* [TASK DATA]
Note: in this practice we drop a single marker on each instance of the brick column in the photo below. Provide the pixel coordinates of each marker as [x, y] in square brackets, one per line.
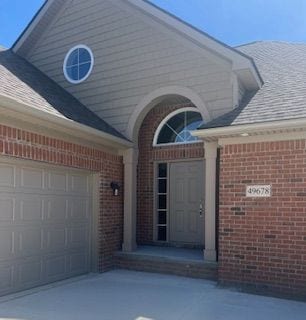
[130, 159]
[210, 200]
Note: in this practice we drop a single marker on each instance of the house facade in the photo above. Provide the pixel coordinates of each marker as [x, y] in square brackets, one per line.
[123, 126]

* [GOAL] Reproduce the listing above with every instance of "marker" replaced by "pin", and leave all other text unchanged. Omit the pictures from your reproduction.

* [OUTPUT OF THE TASK]
Note: in this practice we drop a single pin on each instance of the brick column in the photo below. Provide the pixel coordinates of each pin as [x, y] in square brackets, one per line.
[130, 159]
[210, 200]
Note: in this practice we drop a single pin on each instance of the house facade in the photo above. Provide the pixel coordinates of each pin as [x, y] in square brackets, one per line.
[123, 126]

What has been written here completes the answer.